- **EXTRACTED TEXT**:

● ● ●

[Python-Dev] An updated extended buffer PEP

Tue Mar 27 21:39:16 CEST 2007

Carl Banks wrote:
> Travis Oliphant wrote:
>> Travis Oliphant wrote:
>>> Hi Carl and Greg,
>>>
>>> Here is my updated PEP which incorporates several parts of the 
>>> discussions we have been having.
>> And here is the actual link:
>>
>> http://projects.scipy.org/scipy/numpy/browser/trunk/numpy/doc/pep_buffer.txt 
> 
> 
> What's the purpose of void** segments in PyObject_GetBuffer?  It seems 
> like it's leftover from an older incarnation?
> 

Yeah, I forgot to change that location.

> I'd hope after more recent discussion, we'll end up simplifying 
> releasebuffer.  It seems like it'd be a nightmare to keep track of what 
> you've released.

Yeah, I agree.   I think I'm leaning toward the bufferinfo structure 
which allows the exporter to copy memory for things that it wants to be 
free to change while the buffer is exported.

> 
> 
> Finally, the isptr thing.  It's just not sufficient.  Frankly, I'm 
> having doubts whether it's a good idea to support multibuffer at all. 
> Sure, it brings generality, but I'm thinking its too hard to explain and 
> too hard to get one's head around, and will lead to lots of 
> misunderstanding and bugginess.  OTOH, it really doen't burden anyone 
> except those who want to export multi-buffered arrays, and we only have 
> one shot to do it.  I just hope it doesn't confuse everyone so much that 
> no one bothers.

People used to have doubts about explaining strides in NumPy as well.  I 
sure would have hated to see them eliminate the possiblity because of 
those doubts. I think the addition you discuss is not difficult once you 
get a hold of it.

I also understand now why subbufferoffsets is needed.  I was thinking 
that for slices you would just re-create a whole other array of pointers 
to contain that addition.   But, that is really not advisable.  It makes 
sense when you are talking about a single pointer variable (like in 
NumPy) but it doesn't when you have an array of pointers.

Providing the example about how to extract the pointer from the returned 
information goes a long way towards clearing up any remaining confusion.

Your ImageObject example is also helpful.   I really like the addition 
and think it is clear enough and supports a lot of use cases with very 
little effort.

> 
> Here's how I would update the isptr thing.  I've changed "derefoff" to 
> "subbufferoffsets" to describe it better.
> 
> 
> typedef PyObject *(*getbufferproc)(PyObject *obj, void **buf,
>                                     Py_ssize_t *len, int *writeable,
>                                     char **format, int *ndims,
>                                     Py_ssize_t **shape,
>                                     Py_ssize_t **strides,
>                                     Py_ssize_t **subbufferoffsets);
> 
> 
> subbufferoffsets
> 
>    Used to export information about multibuffer arrays.  It is an
>    address of a ``Py_ssize_t *`` variable that will be set to point at
>    an array of ``Py_ssize_t`` of length ``*ndims``.

● ● ●

- **DATA BLOCK**:
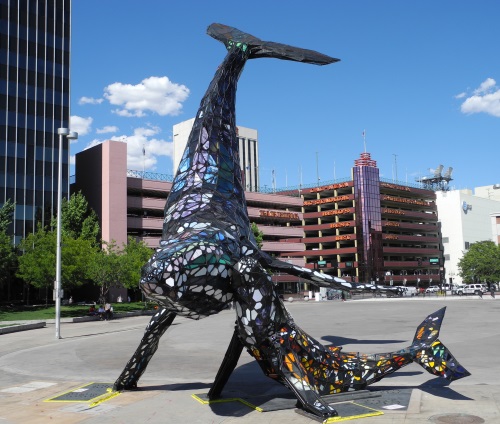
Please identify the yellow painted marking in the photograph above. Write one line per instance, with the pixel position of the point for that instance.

● ● ●

- **COMPLETE THE FOLLOWING**:
**A)** In the buffer PEP thread, rewrite the paragraph beginning "I also understand now why subbufferoffsets is needed" more briefly, keeping its main facts.
**B)** Copy everything in the buffer PEP thread from "Yeah, I forgot" down to "buffer is exported.", keeping the wording unchanged.

- **EXPECTED OUTPUTS**:
**A)** The writer now sees why subbufferoffsets is needed. Their first idea was to re-create a whole new array of pointers for slices, but that is not advisable. That approach makes sense for a single pointer variable, as in NumPy, but not for an array of pointers.

**B)**
Yeah, I forgot to change that location.

> I'd hope after more recent discussion, we'll end up simplifying 
> releasebuffer.  It seems like it'd be a nightmare to keep track of what 
> you've released.

Yeah, I agree.   I think I'm leaning toward the bufferinfo structure 
which allows the exporter to copy memory for things that it wants to be 
free to change while the buffer is exported.